> Arbeitsanweisungen:
1. Gib den Absatz, der mit „Nach sechs Jahren lockten“ anfängt, im Text über die Familie Wigel kürzer wieder, ohne die wichtigsten Tatsachen wegzulassen.
2. Schreib den Text über die Familie Wigel nach seinem letzten Satz weiter.

> Ausgangstext:
Einmal trug ein heftiger Steppenwind die ganze Saat von den Feldern davon. Man mußte alles noch einmal aussähen. Die Ernten des ehemals unberührten Neulandes wurden gut. So sammelten sie zum Beispiel bis zu 50 Zentner Gerstenkörner von einem Hektar, Wizen – bis zu 30 Zentner. Andrej Andrejewitsch erinnert sich: „Ach ja, schwer hingen die Ähren über dem Neuland!“

Nach sechs Jahren lockten die Verwandten die Familie Wigel zu sich nach Taschkent. Eine schöne Stadt, das kann man nicht anders sagen. Jeweils zwei Kartoffelernten wurden im Frühjahr, Sommer und Herbst eingebracht. In Taschkent wurde Sohn Wanja geboren., der jedoch später ums Leben kam. Vier Kinder, die Eltern selbst – es war schon schwer mit dem Wohnen in der warmen, stickigen Stadt. Und so beschlossen die Wigels noch einmal, zum allerletzen Mal, umzuziehen. In der Weltgeschichte herumreisen, das wollten sie schon nicht mehr. Der Familienrat beschloß also: „Wir kehren nach Kumyr zurück. Wir werden eine Kuh kaufen, dann wird das Leben für uns leichter werden!“ Das ist jetzt 35 Jahre her.

In dem sibirischen Dorf wurden den Wigels zwei Döchter geboren – Walja und Sweta. Und jetzt haben sie zehn Enkel und drei Urenkel.

> Material:
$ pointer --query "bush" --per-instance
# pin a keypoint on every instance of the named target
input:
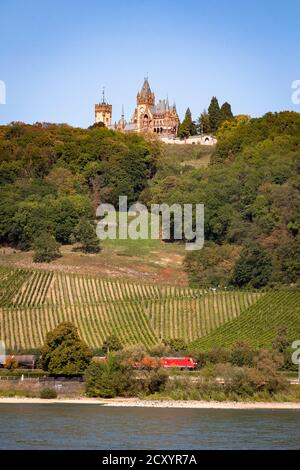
(64, 352)
(46, 248)
(48, 393)
(241, 354)
(176, 345)
(156, 380)
(109, 379)
(112, 343)
(10, 363)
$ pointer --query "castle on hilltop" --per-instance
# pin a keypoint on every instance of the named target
(149, 117)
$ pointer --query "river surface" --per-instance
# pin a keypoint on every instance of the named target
(68, 426)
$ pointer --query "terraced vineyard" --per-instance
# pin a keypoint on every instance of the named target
(258, 325)
(34, 302)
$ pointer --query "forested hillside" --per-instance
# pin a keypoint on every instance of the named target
(51, 176)
(251, 198)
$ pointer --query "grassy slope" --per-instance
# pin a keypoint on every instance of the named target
(34, 302)
(259, 323)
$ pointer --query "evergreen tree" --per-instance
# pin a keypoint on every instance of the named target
(214, 114)
(85, 234)
(225, 112)
(46, 248)
(187, 127)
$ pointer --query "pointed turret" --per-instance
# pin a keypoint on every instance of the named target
(145, 96)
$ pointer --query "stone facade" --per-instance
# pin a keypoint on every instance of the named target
(149, 117)
(103, 112)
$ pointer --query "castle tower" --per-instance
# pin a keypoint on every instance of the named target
(103, 112)
(145, 100)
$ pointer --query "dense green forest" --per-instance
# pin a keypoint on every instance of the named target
(251, 197)
(53, 176)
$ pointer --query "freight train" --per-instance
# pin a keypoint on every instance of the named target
(165, 362)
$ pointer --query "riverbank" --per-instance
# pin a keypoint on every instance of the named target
(135, 402)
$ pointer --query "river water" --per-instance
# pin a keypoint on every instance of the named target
(68, 426)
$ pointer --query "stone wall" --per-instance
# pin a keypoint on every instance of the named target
(33, 386)
(196, 139)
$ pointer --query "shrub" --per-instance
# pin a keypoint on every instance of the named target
(64, 352)
(112, 343)
(176, 344)
(109, 379)
(157, 380)
(10, 363)
(46, 248)
(241, 354)
(48, 393)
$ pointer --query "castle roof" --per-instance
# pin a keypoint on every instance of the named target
(146, 90)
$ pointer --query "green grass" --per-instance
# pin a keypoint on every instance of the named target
(258, 325)
(35, 301)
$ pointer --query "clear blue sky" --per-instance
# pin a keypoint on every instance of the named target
(55, 55)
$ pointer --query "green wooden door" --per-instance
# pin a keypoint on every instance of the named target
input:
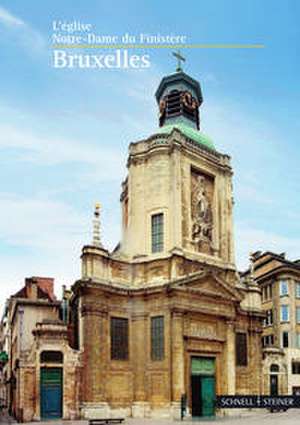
(51, 393)
(208, 395)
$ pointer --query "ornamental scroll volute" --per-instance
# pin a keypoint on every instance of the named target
(202, 212)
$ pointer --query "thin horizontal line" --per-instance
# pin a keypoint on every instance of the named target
(158, 46)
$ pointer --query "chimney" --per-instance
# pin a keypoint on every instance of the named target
(31, 288)
(46, 284)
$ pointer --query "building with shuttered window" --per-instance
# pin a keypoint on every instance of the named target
(279, 280)
(165, 316)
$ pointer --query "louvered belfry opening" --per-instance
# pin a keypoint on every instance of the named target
(178, 103)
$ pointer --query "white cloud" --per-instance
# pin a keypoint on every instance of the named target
(249, 239)
(23, 32)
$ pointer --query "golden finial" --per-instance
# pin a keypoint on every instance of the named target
(97, 226)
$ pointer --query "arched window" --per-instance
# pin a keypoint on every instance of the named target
(52, 357)
(274, 368)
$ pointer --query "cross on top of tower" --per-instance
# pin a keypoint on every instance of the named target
(180, 59)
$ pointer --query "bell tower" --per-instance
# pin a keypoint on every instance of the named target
(179, 98)
(177, 197)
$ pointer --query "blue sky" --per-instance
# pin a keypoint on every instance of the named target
(64, 133)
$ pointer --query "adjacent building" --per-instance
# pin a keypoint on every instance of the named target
(165, 316)
(279, 280)
(37, 348)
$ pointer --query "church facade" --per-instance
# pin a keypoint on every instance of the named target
(164, 317)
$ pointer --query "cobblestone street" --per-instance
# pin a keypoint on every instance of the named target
(264, 418)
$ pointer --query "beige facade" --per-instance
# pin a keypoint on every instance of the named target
(163, 318)
(279, 280)
(182, 271)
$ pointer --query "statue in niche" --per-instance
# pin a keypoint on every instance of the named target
(202, 218)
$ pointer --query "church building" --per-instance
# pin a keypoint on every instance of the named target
(165, 317)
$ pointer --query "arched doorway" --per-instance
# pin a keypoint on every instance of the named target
(274, 371)
(51, 384)
(203, 386)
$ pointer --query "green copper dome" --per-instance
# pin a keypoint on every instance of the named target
(189, 132)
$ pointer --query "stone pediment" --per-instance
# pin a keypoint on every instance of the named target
(210, 284)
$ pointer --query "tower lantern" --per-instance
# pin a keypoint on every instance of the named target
(179, 98)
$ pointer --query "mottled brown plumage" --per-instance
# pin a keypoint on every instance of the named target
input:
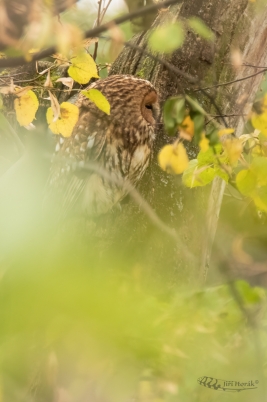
(120, 143)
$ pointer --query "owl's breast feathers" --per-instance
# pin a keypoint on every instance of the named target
(120, 143)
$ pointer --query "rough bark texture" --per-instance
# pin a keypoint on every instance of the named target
(235, 25)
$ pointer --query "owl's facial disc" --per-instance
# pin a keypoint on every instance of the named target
(149, 107)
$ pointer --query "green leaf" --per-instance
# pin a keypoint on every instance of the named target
(213, 137)
(173, 114)
(166, 38)
(221, 173)
(83, 68)
(99, 99)
(201, 28)
(248, 294)
(260, 198)
(246, 181)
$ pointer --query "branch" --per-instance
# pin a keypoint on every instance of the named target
(19, 61)
(232, 82)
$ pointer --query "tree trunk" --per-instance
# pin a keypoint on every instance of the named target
(235, 25)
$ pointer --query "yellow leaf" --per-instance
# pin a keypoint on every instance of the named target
(204, 143)
(26, 107)
(99, 99)
(259, 121)
(83, 68)
(173, 158)
(226, 131)
(246, 182)
(233, 148)
(64, 125)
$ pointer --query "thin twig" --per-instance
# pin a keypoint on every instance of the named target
(97, 24)
(232, 82)
(91, 33)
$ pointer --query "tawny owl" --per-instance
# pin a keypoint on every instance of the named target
(121, 143)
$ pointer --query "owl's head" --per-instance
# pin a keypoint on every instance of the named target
(133, 101)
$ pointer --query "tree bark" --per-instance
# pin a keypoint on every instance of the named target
(235, 25)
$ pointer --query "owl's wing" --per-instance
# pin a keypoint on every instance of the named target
(67, 180)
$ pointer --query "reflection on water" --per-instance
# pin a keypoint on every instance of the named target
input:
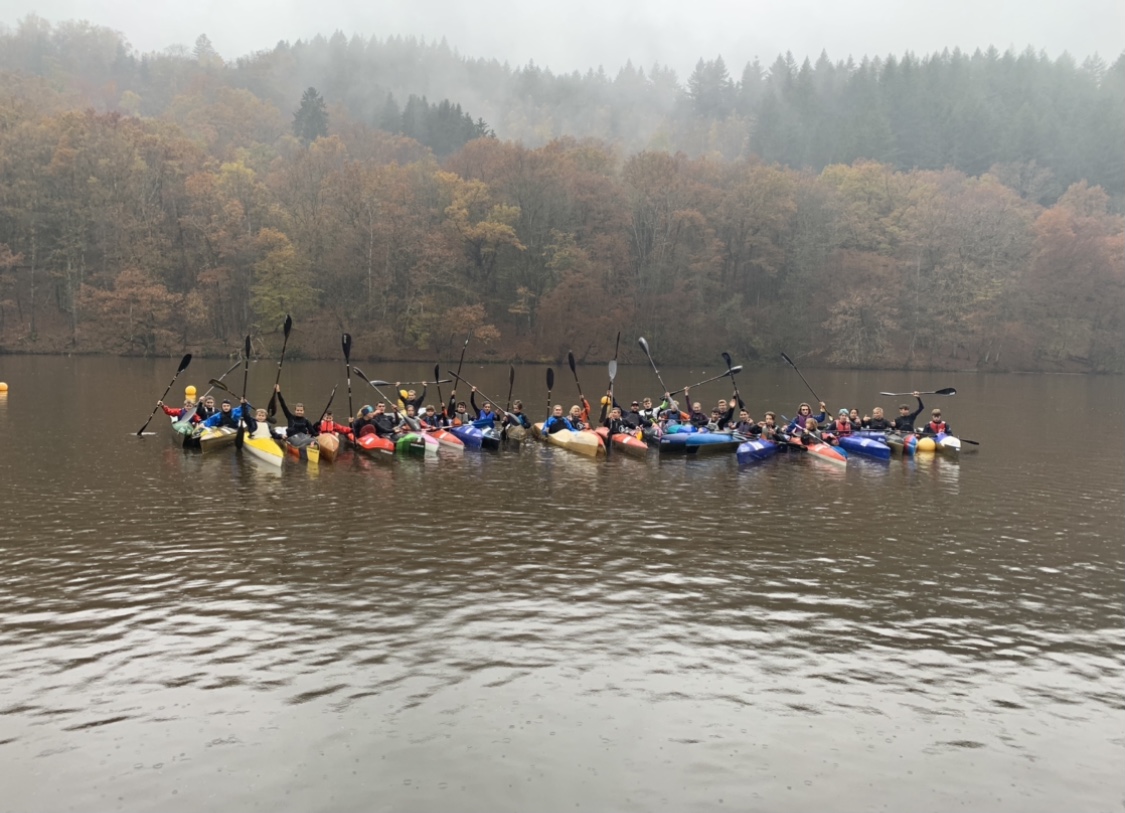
(531, 630)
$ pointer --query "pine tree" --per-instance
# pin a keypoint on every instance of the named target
(311, 122)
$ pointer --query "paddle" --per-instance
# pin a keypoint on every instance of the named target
(183, 366)
(437, 378)
(245, 379)
(644, 345)
(947, 390)
(271, 409)
(731, 371)
(329, 405)
(550, 386)
(469, 384)
(345, 343)
(790, 362)
(716, 378)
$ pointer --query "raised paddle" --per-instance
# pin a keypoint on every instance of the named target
(716, 378)
(345, 344)
(550, 386)
(271, 409)
(790, 362)
(731, 371)
(329, 405)
(183, 366)
(644, 345)
(245, 379)
(947, 390)
(437, 378)
(469, 384)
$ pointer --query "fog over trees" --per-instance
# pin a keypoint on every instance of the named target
(951, 210)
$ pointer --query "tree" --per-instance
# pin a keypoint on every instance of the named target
(311, 122)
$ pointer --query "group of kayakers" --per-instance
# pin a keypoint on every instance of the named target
(642, 417)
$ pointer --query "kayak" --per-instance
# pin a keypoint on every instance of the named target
(821, 451)
(447, 439)
(902, 445)
(865, 446)
(371, 443)
(213, 437)
(329, 443)
(941, 442)
(624, 442)
(469, 435)
(691, 442)
(755, 450)
(303, 448)
(264, 449)
(584, 442)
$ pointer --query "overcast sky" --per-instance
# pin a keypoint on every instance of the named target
(582, 34)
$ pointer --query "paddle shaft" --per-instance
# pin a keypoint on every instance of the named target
(790, 362)
(644, 345)
(729, 372)
(183, 366)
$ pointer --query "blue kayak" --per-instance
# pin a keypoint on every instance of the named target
(754, 450)
(468, 434)
(865, 446)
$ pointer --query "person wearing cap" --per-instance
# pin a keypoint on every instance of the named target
(842, 426)
(804, 416)
(516, 417)
(226, 416)
(299, 431)
(875, 422)
(185, 413)
(936, 425)
(905, 422)
(330, 426)
(362, 424)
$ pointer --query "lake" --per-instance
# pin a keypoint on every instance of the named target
(534, 630)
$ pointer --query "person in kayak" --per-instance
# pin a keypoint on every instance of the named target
(745, 425)
(257, 424)
(298, 430)
(327, 425)
(188, 410)
(875, 422)
(696, 417)
(613, 422)
(905, 422)
(557, 422)
(804, 414)
(842, 426)
(226, 416)
(936, 425)
(516, 417)
(485, 415)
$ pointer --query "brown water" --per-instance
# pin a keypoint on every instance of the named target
(538, 631)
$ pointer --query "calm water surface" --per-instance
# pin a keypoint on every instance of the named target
(536, 631)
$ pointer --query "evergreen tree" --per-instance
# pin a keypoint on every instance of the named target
(311, 122)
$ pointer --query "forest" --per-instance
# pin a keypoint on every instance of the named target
(951, 211)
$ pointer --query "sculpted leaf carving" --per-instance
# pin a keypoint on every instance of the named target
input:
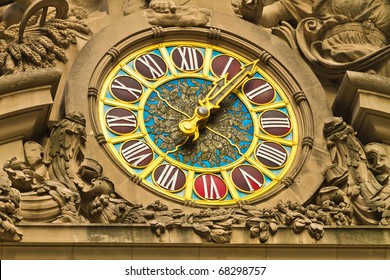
(37, 42)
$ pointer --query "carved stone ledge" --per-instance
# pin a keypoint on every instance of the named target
(101, 139)
(215, 33)
(158, 31)
(114, 53)
(265, 57)
(367, 98)
(308, 142)
(288, 181)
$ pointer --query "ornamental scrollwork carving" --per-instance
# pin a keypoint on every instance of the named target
(333, 36)
(57, 184)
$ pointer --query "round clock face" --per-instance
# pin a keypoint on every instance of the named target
(245, 135)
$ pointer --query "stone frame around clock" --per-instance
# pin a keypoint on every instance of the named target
(304, 91)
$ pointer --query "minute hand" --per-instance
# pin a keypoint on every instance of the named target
(190, 127)
(214, 98)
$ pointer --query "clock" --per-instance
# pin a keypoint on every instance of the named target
(194, 120)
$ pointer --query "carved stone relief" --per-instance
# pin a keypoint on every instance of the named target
(75, 191)
(333, 36)
(74, 188)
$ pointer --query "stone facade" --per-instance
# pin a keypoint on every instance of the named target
(61, 189)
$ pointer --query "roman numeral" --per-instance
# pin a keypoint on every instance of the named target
(168, 177)
(189, 59)
(151, 63)
(212, 188)
(128, 121)
(136, 153)
(258, 91)
(227, 66)
(270, 153)
(273, 122)
(116, 84)
(249, 180)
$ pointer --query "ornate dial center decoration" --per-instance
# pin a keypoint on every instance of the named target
(198, 122)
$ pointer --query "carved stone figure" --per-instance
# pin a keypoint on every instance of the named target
(9, 210)
(334, 36)
(351, 174)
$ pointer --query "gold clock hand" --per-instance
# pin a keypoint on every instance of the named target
(222, 88)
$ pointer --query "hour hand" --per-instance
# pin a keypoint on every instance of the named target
(190, 127)
(222, 88)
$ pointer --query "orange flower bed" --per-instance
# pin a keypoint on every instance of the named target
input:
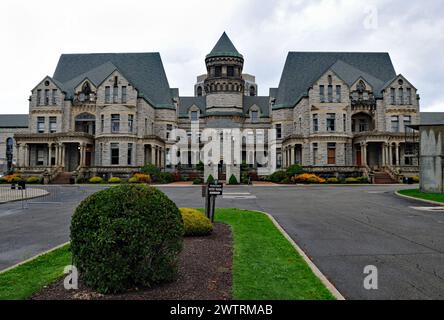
(307, 178)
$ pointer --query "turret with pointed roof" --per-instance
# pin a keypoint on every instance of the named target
(224, 68)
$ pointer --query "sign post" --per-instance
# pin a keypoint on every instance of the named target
(210, 192)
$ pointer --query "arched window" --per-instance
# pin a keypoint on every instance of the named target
(9, 152)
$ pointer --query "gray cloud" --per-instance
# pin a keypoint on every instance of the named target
(37, 32)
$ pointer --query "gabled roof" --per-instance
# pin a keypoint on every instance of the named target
(224, 48)
(350, 75)
(302, 69)
(261, 102)
(143, 70)
(13, 120)
(185, 103)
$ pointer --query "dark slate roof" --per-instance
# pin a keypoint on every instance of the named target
(261, 102)
(302, 69)
(185, 103)
(224, 48)
(13, 120)
(143, 70)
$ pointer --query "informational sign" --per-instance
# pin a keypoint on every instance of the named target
(215, 189)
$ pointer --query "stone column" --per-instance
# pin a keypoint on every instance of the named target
(18, 157)
(49, 154)
(26, 156)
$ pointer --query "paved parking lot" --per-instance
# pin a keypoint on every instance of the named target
(341, 228)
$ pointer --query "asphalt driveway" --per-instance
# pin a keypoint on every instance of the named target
(341, 228)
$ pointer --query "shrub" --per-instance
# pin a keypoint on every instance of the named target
(133, 180)
(34, 180)
(126, 236)
(210, 179)
(308, 178)
(11, 178)
(233, 180)
(165, 177)
(195, 222)
(142, 177)
(294, 170)
(278, 176)
(96, 180)
(114, 180)
(351, 180)
(151, 170)
(333, 180)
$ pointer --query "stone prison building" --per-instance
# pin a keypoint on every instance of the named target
(108, 114)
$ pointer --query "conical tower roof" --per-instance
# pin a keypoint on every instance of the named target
(224, 48)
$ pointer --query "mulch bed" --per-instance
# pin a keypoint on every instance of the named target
(204, 274)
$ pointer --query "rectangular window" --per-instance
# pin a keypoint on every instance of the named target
(407, 121)
(338, 93)
(115, 123)
(230, 71)
(409, 96)
(315, 122)
(331, 119)
(115, 94)
(331, 153)
(107, 94)
(321, 94)
(218, 71)
(130, 154)
(54, 96)
(330, 93)
(123, 94)
(254, 116)
(130, 123)
(114, 153)
(39, 97)
(395, 124)
(169, 129)
(52, 124)
(278, 131)
(40, 124)
(46, 97)
(315, 153)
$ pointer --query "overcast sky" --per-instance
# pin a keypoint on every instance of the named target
(35, 33)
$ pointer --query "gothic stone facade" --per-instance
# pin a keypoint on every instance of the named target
(112, 113)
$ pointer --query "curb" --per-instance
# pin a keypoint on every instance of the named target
(419, 199)
(330, 287)
(33, 258)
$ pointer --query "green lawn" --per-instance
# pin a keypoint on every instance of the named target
(26, 279)
(438, 197)
(265, 266)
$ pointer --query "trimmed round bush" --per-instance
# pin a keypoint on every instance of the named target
(33, 180)
(195, 222)
(126, 236)
(114, 180)
(96, 180)
(233, 180)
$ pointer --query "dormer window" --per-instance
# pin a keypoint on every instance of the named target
(194, 115)
(254, 116)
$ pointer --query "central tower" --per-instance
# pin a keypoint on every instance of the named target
(224, 85)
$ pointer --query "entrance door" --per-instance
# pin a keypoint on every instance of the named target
(358, 158)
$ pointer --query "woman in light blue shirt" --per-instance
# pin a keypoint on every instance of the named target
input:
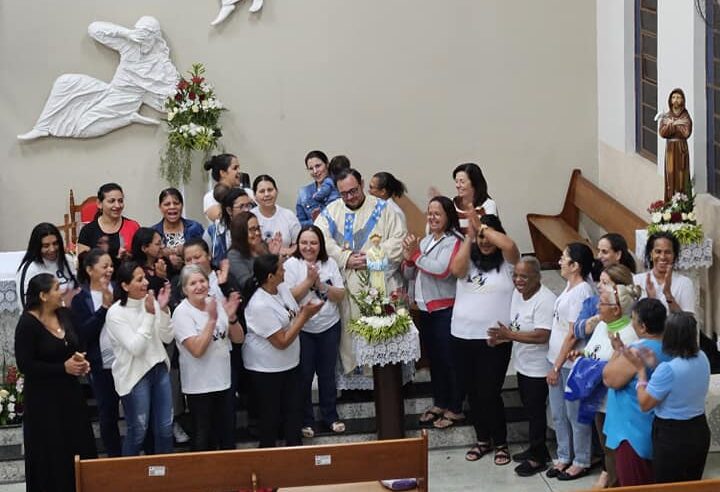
(677, 391)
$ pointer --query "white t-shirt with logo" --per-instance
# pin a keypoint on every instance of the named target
(481, 300)
(283, 221)
(530, 359)
(265, 315)
(296, 272)
(211, 371)
(567, 307)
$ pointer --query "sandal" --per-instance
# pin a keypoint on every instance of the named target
(448, 419)
(502, 455)
(430, 415)
(479, 450)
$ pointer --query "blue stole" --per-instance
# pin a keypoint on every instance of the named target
(349, 239)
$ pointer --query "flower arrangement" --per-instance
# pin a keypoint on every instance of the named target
(11, 397)
(193, 114)
(381, 318)
(676, 216)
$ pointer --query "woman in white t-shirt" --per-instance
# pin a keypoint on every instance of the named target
(203, 332)
(483, 268)
(572, 437)
(225, 170)
(274, 219)
(45, 253)
(472, 193)
(675, 291)
(311, 276)
(531, 317)
(272, 351)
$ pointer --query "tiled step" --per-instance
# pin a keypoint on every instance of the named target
(356, 409)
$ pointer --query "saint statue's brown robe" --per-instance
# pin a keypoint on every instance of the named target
(676, 128)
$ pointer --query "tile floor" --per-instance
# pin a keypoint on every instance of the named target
(449, 472)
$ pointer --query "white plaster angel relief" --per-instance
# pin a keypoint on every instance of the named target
(229, 5)
(82, 106)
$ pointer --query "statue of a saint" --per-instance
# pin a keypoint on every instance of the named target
(377, 264)
(676, 127)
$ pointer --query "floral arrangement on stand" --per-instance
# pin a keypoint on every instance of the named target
(193, 115)
(678, 217)
(381, 317)
(11, 397)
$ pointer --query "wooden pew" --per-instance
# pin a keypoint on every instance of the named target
(698, 486)
(551, 233)
(250, 469)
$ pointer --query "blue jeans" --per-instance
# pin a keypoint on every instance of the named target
(150, 398)
(108, 404)
(574, 439)
(435, 337)
(318, 354)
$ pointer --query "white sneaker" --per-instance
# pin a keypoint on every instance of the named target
(179, 434)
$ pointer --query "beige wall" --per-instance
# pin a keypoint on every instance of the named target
(409, 86)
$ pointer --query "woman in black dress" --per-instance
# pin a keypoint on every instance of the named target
(56, 422)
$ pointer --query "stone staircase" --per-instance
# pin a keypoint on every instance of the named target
(356, 409)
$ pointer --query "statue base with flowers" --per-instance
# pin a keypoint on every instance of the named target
(385, 338)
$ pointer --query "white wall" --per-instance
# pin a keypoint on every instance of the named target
(410, 86)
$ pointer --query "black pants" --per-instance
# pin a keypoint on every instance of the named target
(280, 406)
(680, 449)
(435, 337)
(481, 370)
(533, 394)
(213, 418)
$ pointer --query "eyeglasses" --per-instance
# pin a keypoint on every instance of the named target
(349, 193)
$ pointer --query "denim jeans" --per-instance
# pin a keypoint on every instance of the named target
(151, 397)
(435, 337)
(318, 354)
(108, 406)
(574, 439)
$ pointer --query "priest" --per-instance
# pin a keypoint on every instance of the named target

> Lösungen:
1. Nach sechs Jahren holten Verwandte die Familie Wigel zu sich nach Taschkent. Dort kam Sohn Wanja zur Welt, der später ums Leben kam. Mit vier Kindern und den Eltern wurde das Wohnen in der warmen, stickigen Stadt schwer. Deshalb beschloss die Familie, ein allerletztes Mal umzuziehen: zurück nach Kumyr, wo sie sich eine Kuh kaufen und leichter leben wollte. Das ist jetzt 35 Jahre her.

2.
Selbst wenn man die Biografie unseres Helden nur ganz kurz betrachtet, so ist doch zu erkennen, daß Andrej Andrejewitsch ein ehrbares, arbeitsreiches Leben geführt hat. Er arbeitete für das Wohl der Erde, auf den ihn die schicksalhaften Ereignisse verschlagen hatten. Bereits 1970 schickte man den Mechanisator Wigel zur Ausstellung der Errungenschaften der Volkswirtschaft der UdSSR nach Moskau – als besten Traktoristen des Landkreises. Sieben Jahre später nimmt auch seine Frau daran teil – Anna Jakowlewna, mit dem Titel der „besten Melkerin im Bolscheulujsker Landkreis“.

Auch heute sitzt Andrej Andrejewitsch nicht untätig herum. Wir trafen ihn, als er gerade beim Holzaufschichten war. Anna Jakowlewna trafen wir zuhause nicht an – sie war einkaufen gegangen. Er führte uns ins Haus und entschuldigte sich für die gar nicht so große Unordnung. Und er endete damit, daß die Hausfrau es nach dem gestrigen Weißen anläßlich des bevorstehenden katholischen Osterfestes nicht geschafft hatte, alle Sachen in der Stube wieder ordentlich einzuräumen.

Die Wigels sind reinblütige Deutsche. Zu jeder beliebigen Zeit können sie deswegen wieder „Kurs“ auf ihre historische Heimat nehmen. Übrigens, viele Verwandte sind dort hingegangen. Andrej Andrejewitsch fragt:

- Wozu soll ich jetzt dahin? Hier ist doch alles, was ich habe. Kinder, Enkel. Ich habe mich an das Flüßchen gewöhnt, an den Fischfang. Sehen Sie doch mal – diese wunderschöne Natur ringsherum! In Kasachstan und Usbekistan habe ich mich schrecklich nach Landluft gesehnt, nach Freiheit. Wenn ich im Sommer morgens aufstehe, gehe ich als erstes hinaus, um ein Fäßchen Fische fürs Frühstück zu fangen. Ich liebe den Wald. Diese Natur.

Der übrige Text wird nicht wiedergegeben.